● **Challenge**
Pull out every line in the listing that contains the word "handle".

● **Dataset records**
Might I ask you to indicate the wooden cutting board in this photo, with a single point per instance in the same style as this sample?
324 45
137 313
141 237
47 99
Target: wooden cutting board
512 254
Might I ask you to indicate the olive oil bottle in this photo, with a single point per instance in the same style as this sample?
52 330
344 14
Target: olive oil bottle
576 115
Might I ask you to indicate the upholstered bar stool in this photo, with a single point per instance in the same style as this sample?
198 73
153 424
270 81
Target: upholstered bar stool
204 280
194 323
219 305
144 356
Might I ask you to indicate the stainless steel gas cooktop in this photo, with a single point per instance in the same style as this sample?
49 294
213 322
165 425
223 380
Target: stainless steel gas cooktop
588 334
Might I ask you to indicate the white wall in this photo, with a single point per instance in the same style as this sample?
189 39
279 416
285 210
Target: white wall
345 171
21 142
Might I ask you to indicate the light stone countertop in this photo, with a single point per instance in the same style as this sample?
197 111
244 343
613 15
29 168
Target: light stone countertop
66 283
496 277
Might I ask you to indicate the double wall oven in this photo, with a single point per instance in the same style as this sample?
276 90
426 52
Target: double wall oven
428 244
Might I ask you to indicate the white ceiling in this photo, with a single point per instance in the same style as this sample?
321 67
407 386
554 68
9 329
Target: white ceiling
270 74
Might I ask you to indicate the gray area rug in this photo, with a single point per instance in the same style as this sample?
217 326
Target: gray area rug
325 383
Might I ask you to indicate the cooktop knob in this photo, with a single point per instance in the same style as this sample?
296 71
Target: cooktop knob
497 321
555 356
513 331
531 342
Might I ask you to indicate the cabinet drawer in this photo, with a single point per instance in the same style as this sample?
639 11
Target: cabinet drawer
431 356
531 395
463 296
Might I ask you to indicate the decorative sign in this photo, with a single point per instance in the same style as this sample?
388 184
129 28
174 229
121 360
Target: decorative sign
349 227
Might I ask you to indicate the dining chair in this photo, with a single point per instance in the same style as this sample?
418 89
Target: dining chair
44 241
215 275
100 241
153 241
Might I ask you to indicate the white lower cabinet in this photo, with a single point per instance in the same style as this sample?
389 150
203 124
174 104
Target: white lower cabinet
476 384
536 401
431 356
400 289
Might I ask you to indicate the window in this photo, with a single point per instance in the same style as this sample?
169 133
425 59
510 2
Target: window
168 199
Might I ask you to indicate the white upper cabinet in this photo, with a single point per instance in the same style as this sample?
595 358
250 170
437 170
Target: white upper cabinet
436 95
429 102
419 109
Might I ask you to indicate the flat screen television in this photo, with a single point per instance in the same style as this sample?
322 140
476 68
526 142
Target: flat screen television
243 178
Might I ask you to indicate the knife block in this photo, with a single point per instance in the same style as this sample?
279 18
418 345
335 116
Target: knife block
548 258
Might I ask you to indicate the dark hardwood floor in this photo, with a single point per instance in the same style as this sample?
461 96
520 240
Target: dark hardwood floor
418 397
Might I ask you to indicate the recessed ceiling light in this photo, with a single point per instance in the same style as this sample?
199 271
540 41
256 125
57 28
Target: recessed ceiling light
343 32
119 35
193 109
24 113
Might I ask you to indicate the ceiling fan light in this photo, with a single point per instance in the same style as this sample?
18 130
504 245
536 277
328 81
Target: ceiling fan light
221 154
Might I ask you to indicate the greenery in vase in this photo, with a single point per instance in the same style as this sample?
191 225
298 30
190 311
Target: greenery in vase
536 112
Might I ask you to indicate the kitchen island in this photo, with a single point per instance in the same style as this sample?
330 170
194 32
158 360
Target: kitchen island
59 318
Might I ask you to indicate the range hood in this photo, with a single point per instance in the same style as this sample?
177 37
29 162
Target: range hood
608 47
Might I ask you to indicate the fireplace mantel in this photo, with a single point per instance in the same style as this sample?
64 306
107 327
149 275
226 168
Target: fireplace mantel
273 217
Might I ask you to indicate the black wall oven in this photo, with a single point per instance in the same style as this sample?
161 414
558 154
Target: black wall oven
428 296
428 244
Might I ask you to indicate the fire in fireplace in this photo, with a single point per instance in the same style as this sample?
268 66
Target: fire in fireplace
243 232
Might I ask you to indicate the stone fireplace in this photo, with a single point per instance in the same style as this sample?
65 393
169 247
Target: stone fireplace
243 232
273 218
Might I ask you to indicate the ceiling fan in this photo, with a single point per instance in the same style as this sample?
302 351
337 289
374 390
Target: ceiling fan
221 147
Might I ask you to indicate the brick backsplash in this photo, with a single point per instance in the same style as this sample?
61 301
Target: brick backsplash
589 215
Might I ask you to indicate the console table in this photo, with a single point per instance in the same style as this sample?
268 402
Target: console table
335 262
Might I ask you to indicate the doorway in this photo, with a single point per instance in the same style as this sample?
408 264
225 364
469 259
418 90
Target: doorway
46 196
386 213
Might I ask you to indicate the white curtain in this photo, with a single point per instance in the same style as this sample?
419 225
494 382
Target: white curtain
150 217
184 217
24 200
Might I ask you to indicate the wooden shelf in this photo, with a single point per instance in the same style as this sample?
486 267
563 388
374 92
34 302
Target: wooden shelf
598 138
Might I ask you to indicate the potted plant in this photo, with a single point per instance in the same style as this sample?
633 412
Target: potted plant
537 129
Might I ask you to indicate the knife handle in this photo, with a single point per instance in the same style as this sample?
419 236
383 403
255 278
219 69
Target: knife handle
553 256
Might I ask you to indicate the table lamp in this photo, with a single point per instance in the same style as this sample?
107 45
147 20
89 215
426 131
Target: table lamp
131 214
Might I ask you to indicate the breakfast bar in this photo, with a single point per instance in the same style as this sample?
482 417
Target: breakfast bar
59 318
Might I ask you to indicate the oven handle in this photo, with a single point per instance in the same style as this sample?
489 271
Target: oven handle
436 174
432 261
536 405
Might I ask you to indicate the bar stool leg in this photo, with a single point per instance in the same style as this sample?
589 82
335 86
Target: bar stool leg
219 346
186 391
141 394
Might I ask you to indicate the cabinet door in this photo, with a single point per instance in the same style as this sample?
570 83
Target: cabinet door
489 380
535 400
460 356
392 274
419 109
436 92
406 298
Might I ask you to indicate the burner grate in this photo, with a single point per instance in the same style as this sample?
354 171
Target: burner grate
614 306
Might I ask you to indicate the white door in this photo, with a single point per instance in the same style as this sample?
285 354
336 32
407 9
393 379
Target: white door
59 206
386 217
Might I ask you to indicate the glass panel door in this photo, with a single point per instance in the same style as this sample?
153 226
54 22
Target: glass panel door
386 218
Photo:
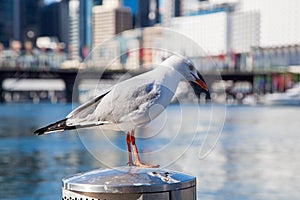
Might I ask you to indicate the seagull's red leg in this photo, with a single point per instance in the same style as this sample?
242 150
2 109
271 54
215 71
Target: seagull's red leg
128 142
136 153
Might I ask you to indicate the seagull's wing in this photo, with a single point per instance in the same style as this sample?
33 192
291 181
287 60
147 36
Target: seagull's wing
130 102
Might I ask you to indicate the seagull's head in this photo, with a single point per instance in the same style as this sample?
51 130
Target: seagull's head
190 73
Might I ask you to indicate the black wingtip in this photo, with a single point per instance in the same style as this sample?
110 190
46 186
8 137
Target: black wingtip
57 126
40 131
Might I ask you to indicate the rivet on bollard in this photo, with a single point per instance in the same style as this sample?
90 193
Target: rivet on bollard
129 183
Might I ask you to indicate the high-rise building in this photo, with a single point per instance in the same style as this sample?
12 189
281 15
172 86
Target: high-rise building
54 21
148 13
19 20
109 20
85 30
74 37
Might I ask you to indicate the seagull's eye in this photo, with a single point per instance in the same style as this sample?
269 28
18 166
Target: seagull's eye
191 67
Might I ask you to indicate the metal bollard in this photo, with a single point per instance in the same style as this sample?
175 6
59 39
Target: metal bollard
129 183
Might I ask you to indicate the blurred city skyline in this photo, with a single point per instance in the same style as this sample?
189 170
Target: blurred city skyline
239 34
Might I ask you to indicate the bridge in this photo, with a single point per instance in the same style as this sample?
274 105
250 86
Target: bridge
72 77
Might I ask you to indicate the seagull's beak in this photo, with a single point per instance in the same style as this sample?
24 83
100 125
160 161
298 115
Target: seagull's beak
200 82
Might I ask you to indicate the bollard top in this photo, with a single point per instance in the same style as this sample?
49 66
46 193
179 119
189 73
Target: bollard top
128 180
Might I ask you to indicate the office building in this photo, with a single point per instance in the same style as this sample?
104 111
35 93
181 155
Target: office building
54 20
148 13
19 20
109 20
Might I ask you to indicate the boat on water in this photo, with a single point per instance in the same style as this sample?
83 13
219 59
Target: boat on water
289 97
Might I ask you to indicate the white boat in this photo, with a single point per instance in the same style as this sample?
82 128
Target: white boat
289 97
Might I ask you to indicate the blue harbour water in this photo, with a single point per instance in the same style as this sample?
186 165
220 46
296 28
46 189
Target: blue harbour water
256 155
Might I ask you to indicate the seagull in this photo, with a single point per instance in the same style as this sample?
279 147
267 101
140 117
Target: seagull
132 103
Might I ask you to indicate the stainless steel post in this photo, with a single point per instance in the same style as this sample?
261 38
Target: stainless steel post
130 183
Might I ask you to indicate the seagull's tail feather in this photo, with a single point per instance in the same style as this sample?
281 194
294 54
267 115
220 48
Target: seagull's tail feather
55 127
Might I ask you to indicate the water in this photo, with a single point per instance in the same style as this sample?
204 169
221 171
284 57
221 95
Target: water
256 157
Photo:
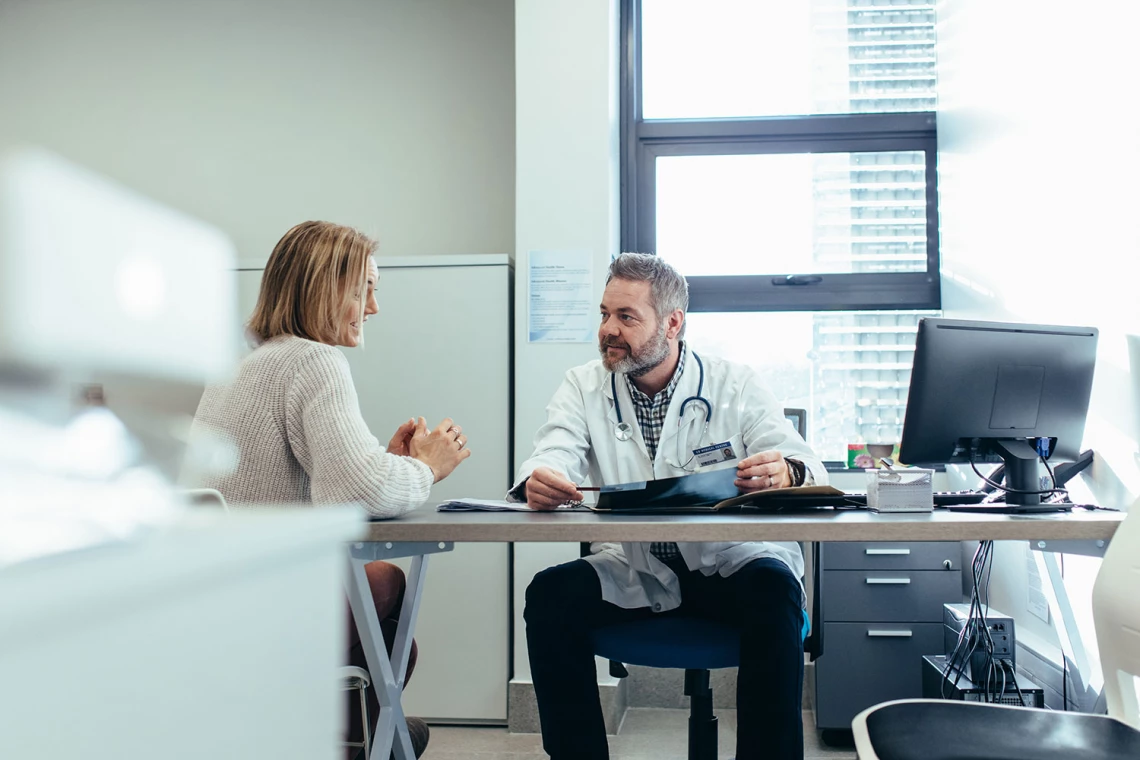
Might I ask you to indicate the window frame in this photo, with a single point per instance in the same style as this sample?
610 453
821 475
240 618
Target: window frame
643 141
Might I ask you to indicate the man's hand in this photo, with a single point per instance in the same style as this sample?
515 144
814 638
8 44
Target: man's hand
547 489
762 472
399 442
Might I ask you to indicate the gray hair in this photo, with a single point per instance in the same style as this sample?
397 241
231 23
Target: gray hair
668 288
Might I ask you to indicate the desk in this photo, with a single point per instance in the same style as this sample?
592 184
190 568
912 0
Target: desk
426 531
817 525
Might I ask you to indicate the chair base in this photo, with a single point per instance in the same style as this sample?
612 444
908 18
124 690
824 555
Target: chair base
702 724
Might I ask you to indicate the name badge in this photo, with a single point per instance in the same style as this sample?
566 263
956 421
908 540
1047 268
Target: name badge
715 454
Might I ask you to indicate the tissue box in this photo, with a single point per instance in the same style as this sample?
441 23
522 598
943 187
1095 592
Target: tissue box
900 490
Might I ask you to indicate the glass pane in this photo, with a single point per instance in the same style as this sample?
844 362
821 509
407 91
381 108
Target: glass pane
852 372
723 58
792 213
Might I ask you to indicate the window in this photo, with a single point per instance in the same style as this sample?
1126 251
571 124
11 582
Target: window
782 156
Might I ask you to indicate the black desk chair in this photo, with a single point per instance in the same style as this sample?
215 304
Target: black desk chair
695 646
937 729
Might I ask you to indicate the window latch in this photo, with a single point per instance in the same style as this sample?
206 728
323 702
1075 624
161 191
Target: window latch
797 279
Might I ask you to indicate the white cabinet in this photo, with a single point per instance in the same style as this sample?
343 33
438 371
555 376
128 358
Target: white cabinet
217 636
440 346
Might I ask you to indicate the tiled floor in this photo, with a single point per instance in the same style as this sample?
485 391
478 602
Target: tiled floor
646 734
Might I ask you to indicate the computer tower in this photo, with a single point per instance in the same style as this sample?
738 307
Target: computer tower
955 617
939 685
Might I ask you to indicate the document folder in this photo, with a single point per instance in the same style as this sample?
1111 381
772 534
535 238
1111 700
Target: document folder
703 491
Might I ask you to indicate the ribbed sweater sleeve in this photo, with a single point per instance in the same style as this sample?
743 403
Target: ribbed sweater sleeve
331 441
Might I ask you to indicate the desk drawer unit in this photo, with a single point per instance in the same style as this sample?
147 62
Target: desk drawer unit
877 662
881 610
888 595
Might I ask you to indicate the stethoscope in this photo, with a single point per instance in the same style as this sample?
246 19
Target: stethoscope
624 431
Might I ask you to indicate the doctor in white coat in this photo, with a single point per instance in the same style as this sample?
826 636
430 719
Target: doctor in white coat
652 407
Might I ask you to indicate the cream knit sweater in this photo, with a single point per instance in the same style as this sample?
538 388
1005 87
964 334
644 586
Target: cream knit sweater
294 418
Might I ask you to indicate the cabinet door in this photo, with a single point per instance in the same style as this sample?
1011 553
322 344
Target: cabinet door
440 348
868 663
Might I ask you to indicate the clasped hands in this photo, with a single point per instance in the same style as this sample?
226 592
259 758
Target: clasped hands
547 489
442 448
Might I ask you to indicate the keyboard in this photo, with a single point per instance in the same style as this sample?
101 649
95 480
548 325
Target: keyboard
944 498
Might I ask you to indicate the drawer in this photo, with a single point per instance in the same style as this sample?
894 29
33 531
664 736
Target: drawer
866 663
890 555
888 595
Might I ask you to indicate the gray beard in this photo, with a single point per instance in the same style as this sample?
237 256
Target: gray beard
637 364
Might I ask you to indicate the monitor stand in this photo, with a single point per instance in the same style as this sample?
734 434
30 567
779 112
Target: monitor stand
1022 472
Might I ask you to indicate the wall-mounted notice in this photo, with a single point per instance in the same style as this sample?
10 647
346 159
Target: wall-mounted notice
560 297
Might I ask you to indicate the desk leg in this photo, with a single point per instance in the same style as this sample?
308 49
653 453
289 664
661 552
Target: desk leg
391 729
1086 675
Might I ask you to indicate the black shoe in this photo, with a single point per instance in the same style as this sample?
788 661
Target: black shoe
418 733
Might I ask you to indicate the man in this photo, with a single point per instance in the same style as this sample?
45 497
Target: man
638 414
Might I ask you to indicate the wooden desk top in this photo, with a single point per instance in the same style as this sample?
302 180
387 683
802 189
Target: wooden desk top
425 524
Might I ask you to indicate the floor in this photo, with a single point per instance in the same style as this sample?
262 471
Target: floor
646 734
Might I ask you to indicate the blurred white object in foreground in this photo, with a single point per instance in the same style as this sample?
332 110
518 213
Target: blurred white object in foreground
94 277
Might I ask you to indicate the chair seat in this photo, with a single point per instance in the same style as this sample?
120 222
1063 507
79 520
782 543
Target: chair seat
936 729
682 643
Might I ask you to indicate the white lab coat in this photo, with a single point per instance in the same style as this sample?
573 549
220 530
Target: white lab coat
578 441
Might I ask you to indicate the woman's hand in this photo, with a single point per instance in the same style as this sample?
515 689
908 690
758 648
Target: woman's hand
399 442
442 449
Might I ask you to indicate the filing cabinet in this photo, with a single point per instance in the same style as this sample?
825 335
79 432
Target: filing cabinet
881 611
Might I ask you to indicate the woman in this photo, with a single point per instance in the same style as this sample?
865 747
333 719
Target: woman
293 415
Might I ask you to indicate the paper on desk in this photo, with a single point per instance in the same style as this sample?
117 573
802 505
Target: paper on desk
490 505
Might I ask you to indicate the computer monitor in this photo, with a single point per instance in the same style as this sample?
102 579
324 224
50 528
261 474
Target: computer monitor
986 391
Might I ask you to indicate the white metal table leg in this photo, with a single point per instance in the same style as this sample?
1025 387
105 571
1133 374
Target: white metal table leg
391 728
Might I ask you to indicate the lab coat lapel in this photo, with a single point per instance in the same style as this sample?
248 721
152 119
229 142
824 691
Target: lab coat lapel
686 387
628 414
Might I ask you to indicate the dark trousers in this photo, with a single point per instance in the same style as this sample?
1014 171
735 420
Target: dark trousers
764 598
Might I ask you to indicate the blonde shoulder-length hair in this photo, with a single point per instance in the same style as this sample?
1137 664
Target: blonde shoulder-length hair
314 269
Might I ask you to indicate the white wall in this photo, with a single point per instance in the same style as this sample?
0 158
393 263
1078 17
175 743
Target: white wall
392 115
1037 166
567 135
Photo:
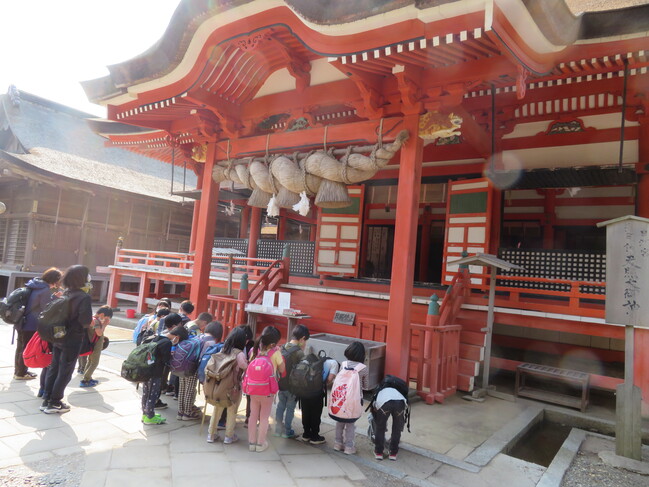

● **Response to the exercise**
Might I ask you to indicate the knife handle in this photo, with a single point per instance in the same style as this sample?
Target: knife handle
Might I ask you to indicate the oven handle in this photo, with a single point per instance in the same style as this sample?
Target: oven handle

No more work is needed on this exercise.